### TASK DIRECTIONS
Could you transcribe every record below exactly, leaving out any pictures?
(TASK INPUT)
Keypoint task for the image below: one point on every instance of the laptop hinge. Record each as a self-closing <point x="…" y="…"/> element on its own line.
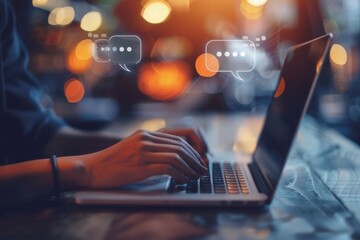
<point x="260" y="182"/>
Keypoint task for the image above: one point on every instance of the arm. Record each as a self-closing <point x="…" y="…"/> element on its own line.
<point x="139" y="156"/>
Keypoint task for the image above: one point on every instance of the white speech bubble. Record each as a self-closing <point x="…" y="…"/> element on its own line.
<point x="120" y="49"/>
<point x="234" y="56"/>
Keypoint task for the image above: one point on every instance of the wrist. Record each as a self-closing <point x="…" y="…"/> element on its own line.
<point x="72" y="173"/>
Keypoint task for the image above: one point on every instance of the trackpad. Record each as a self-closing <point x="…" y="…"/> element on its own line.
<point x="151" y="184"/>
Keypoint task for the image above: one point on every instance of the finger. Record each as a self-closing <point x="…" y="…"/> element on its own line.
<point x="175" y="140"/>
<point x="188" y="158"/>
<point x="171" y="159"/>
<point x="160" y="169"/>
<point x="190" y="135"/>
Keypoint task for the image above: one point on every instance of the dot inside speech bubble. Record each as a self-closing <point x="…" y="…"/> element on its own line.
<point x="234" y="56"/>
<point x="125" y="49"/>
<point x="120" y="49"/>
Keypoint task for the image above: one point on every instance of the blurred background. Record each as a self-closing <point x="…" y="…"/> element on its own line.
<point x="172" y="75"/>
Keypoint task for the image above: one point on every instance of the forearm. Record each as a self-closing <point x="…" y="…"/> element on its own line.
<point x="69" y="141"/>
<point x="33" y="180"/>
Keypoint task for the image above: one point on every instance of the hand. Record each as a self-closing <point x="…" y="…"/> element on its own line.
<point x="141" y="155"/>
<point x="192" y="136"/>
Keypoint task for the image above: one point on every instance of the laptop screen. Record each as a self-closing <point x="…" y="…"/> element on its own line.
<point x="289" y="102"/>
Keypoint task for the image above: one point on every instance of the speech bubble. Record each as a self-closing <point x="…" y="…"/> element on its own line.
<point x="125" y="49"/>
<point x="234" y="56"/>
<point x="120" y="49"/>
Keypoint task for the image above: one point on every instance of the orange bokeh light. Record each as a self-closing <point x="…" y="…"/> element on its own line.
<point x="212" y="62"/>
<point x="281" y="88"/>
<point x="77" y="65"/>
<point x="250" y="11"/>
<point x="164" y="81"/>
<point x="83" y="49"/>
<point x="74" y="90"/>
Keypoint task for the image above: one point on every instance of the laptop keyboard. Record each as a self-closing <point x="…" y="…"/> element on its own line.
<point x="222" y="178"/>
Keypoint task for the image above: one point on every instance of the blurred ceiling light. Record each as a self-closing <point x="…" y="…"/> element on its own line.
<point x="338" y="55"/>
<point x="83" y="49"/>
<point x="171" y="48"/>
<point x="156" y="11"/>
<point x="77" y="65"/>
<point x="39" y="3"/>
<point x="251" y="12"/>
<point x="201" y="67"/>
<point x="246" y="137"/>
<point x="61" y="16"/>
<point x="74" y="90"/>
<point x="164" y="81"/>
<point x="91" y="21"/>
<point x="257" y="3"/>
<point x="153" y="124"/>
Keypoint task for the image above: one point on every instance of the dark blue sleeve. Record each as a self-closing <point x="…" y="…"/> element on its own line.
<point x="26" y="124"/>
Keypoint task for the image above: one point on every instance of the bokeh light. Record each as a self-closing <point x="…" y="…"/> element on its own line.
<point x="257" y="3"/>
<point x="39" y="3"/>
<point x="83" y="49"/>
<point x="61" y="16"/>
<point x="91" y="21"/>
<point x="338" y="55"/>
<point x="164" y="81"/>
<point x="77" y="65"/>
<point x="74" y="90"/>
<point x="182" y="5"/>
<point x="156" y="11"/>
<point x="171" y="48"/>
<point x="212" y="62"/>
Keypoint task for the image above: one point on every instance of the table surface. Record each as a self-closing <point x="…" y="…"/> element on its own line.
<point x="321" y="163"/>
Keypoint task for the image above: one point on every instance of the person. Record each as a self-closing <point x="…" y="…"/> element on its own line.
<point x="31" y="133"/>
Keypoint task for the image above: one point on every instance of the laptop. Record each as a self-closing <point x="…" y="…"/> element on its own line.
(End TASK INPUT)
### EXERCISE RESPONSE
Keypoint task for the image below: one point on every instance of the laptop hinge. Record each as a self-closing <point x="…" y="…"/> element on its own line.
<point x="260" y="182"/>
Keypoint task for the image above: one point on every instance of the arm. Record each as a self-closing <point x="…" y="…"/> element on its own line.
<point x="139" y="156"/>
Keypoint task for the image above: one point on every instance of the white speech bubble. Record each as a self-closing <point x="…" y="…"/> element on its own line.
<point x="120" y="49"/>
<point x="234" y="56"/>
Keypoint task for the image above: one point on every instance of the wrist. Record each as a self-closing <point x="…" y="…"/> element on its own line.
<point x="72" y="173"/>
Keypoint task for the image above: one point on every instance of the trackpad. Record each as a self-closing <point x="…" y="…"/> element on its own line.
<point x="151" y="184"/>
Keypoint task for the image above: one point on every instance of the finger. Record each as a self-closing <point x="…" y="…"/> element on its own line.
<point x="175" y="140"/>
<point x="188" y="158"/>
<point x="171" y="159"/>
<point x="160" y="169"/>
<point x="190" y="135"/>
Keypoint task for the image above: one point on every instance of the dot inside speech bubble. Record each as a self-closing <point x="…" y="…"/> element on its own line.
<point x="234" y="56"/>
<point x="125" y="49"/>
<point x="120" y="49"/>
Keypoint task for the image above: one point on every instance of the blurred background. Record each as a self-closing <point x="…" y="…"/> element on its own line.
<point x="172" y="75"/>
Keypoint task for the image above: one point on every instance of the forearm. Record each as a self-closing <point x="…" y="…"/> element on its own line.
<point x="69" y="141"/>
<point x="33" y="180"/>
Keypoint task for the image above: one point on every instance of the hand. Record each as a self-closing <point x="…" y="…"/> element on its own line.
<point x="141" y="155"/>
<point x="192" y="136"/>
Keypoint task for the image above: one point on every instance of the laptop screen. Record each as a self-closing <point x="…" y="…"/> element on its own line.
<point x="289" y="102"/>
Keypoint task for the image above: one point on every instance of the speech bubble. Record each as a self-closing <point x="…" y="…"/> element on its own line.
<point x="125" y="49"/>
<point x="234" y="56"/>
<point x="120" y="49"/>
Keypoint task for the image above: one point on every instance of the orange bokeh light. Record each as a self-closing <point x="…" y="…"/> element on its own line.
<point x="212" y="62"/>
<point x="281" y="88"/>
<point x="77" y="65"/>
<point x="250" y="11"/>
<point x="164" y="81"/>
<point x="83" y="49"/>
<point x="74" y="90"/>
Keypoint task for the image above: one point on every instance of the laptop keyboard. Record each as a self-closing <point x="…" y="…"/> element on its own line.
<point x="222" y="178"/>
Keypoint task for the image above: one point on every instance of the blurred ceiling light. Record each as a self-closing <point x="…" y="…"/> element on its own line.
<point x="338" y="55"/>
<point x="83" y="49"/>
<point x="171" y="48"/>
<point x="156" y="11"/>
<point x="77" y="65"/>
<point x="39" y="3"/>
<point x="251" y="12"/>
<point x="201" y="67"/>
<point x="246" y="137"/>
<point x="61" y="16"/>
<point x="74" y="90"/>
<point x="164" y="81"/>
<point x="91" y="21"/>
<point x="257" y="3"/>
<point x="153" y="124"/>
Keypoint task for the image above: one point on every instance of the dark blue sleeve. Record each as a self-closing <point x="…" y="…"/> element on its own line.
<point x="26" y="124"/>
Keypoint task for the image above: one point on every instance of the bokeh light. Record each as a self-closing <point x="…" y="…"/> element on its own line.
<point x="257" y="3"/>
<point x="39" y="3"/>
<point x="83" y="49"/>
<point x="61" y="16"/>
<point x="91" y="21"/>
<point x="338" y="55"/>
<point x="164" y="81"/>
<point x="77" y="65"/>
<point x="74" y="90"/>
<point x="182" y="5"/>
<point x="156" y="11"/>
<point x="171" y="48"/>
<point x="212" y="62"/>
Keypoint task for the image above: one point on every instance of the table surface. Record each as a self-closing <point x="…" y="…"/> element on its own line.
<point x="321" y="163"/>
Keypoint task for the image above: one point on every instance of the person. Record each as a self-closing <point x="…" y="…"/> element on its own line.
<point x="31" y="133"/>
Keypoint task for the image above: one point on every instance of the laptop. Record each as a self-closing <point x="…" y="…"/> element on its own line.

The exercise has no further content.